WHAT IS NEEDED: Lines from the first one down to the one containing "positive clicks: (1008, 1013)" in the data below are the only ones needed; please return them exactly, both ends included.

MATERIAL FOR THE TASK:
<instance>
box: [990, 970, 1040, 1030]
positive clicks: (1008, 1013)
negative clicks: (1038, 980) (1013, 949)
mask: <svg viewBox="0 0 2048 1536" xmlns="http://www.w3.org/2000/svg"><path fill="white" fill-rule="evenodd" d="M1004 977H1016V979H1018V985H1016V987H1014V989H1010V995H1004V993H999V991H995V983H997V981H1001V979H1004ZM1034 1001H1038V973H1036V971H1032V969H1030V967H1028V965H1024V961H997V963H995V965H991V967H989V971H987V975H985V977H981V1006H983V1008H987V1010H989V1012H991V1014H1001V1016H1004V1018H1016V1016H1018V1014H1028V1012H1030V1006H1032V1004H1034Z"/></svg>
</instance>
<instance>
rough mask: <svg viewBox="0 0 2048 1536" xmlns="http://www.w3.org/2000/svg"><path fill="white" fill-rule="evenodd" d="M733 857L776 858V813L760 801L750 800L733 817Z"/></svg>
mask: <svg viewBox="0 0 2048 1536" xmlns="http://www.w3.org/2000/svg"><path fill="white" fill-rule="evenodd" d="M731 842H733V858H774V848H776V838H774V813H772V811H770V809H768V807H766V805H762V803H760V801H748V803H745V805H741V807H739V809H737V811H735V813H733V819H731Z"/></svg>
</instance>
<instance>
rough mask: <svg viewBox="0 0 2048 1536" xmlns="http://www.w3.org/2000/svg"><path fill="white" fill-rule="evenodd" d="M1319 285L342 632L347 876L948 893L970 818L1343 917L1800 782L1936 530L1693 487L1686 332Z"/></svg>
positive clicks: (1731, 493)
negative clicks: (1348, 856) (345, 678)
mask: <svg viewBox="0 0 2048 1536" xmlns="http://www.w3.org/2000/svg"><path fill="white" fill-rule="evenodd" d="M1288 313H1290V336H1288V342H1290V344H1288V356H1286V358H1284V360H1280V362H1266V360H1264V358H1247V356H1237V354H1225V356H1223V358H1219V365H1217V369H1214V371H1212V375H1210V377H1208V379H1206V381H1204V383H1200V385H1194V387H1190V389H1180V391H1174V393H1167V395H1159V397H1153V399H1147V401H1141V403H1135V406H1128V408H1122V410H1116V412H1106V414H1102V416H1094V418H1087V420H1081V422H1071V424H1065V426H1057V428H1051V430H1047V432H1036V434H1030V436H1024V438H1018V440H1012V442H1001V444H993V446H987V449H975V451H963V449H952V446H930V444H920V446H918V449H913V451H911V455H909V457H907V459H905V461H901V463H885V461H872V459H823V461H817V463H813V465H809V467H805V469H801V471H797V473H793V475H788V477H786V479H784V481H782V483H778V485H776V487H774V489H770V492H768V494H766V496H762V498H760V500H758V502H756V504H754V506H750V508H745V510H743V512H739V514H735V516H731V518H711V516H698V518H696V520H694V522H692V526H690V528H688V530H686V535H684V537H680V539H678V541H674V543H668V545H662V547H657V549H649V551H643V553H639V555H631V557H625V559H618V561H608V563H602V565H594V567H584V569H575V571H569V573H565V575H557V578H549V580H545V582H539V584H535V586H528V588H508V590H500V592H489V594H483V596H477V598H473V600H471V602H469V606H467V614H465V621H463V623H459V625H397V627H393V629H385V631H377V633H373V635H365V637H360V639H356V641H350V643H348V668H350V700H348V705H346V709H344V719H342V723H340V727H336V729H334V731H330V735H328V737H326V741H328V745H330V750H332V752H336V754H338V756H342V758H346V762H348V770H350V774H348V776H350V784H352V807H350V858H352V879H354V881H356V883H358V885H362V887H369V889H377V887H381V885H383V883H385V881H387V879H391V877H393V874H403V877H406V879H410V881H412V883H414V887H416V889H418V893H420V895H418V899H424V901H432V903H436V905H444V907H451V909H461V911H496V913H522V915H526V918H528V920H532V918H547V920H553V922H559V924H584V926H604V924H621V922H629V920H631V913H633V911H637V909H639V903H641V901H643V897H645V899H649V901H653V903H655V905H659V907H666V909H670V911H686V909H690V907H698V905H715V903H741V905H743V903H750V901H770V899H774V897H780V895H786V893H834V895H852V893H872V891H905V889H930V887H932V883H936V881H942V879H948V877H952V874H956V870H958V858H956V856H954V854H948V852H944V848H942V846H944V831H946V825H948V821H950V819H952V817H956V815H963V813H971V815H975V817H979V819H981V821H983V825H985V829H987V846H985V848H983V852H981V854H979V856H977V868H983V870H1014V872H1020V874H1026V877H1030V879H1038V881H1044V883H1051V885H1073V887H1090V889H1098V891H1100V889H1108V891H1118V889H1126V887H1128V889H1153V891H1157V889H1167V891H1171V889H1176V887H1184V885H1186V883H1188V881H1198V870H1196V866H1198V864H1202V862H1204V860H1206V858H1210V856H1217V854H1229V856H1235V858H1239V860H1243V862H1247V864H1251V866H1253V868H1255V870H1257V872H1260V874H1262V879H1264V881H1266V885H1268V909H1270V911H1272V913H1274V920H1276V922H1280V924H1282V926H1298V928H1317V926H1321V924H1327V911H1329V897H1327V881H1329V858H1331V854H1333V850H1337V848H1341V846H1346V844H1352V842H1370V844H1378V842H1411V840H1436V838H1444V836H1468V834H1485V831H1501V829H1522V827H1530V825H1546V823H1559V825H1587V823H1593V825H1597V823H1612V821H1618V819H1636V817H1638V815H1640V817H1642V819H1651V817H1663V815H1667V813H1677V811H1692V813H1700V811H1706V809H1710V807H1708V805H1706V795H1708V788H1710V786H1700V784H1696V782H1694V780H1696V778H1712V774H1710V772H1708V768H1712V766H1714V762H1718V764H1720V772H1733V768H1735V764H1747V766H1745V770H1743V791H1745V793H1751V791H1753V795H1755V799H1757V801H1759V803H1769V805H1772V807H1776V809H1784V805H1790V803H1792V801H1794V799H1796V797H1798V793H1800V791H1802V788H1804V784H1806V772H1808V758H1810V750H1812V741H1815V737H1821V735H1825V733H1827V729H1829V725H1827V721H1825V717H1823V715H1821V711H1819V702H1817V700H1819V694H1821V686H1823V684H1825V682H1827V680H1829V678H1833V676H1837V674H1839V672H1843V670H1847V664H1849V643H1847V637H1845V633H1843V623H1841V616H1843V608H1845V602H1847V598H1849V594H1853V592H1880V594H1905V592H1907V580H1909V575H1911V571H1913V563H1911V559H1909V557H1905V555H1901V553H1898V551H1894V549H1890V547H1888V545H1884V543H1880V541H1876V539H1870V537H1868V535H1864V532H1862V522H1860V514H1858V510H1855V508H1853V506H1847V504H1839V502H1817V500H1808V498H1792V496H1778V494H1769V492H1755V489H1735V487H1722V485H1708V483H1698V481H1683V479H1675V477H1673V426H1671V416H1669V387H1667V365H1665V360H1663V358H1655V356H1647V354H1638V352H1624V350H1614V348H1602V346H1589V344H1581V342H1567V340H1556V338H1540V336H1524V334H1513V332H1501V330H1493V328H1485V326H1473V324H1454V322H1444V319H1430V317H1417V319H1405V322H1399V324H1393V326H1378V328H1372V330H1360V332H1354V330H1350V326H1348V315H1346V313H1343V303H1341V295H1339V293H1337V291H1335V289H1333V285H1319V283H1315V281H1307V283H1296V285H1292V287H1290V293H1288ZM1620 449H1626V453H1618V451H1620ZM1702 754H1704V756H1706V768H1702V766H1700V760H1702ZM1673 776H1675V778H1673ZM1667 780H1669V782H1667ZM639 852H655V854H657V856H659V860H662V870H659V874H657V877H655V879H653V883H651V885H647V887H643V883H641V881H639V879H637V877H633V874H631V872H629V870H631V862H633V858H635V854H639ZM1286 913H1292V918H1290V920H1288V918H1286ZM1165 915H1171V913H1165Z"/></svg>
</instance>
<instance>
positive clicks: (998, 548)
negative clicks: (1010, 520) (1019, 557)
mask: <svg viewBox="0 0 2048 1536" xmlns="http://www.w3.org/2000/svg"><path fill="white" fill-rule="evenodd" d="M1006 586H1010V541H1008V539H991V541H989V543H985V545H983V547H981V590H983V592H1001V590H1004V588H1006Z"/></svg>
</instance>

COMPLETED EXERCISE:
<instance>
box: [990, 970, 1040, 1030]
positive clicks: (1008, 1013)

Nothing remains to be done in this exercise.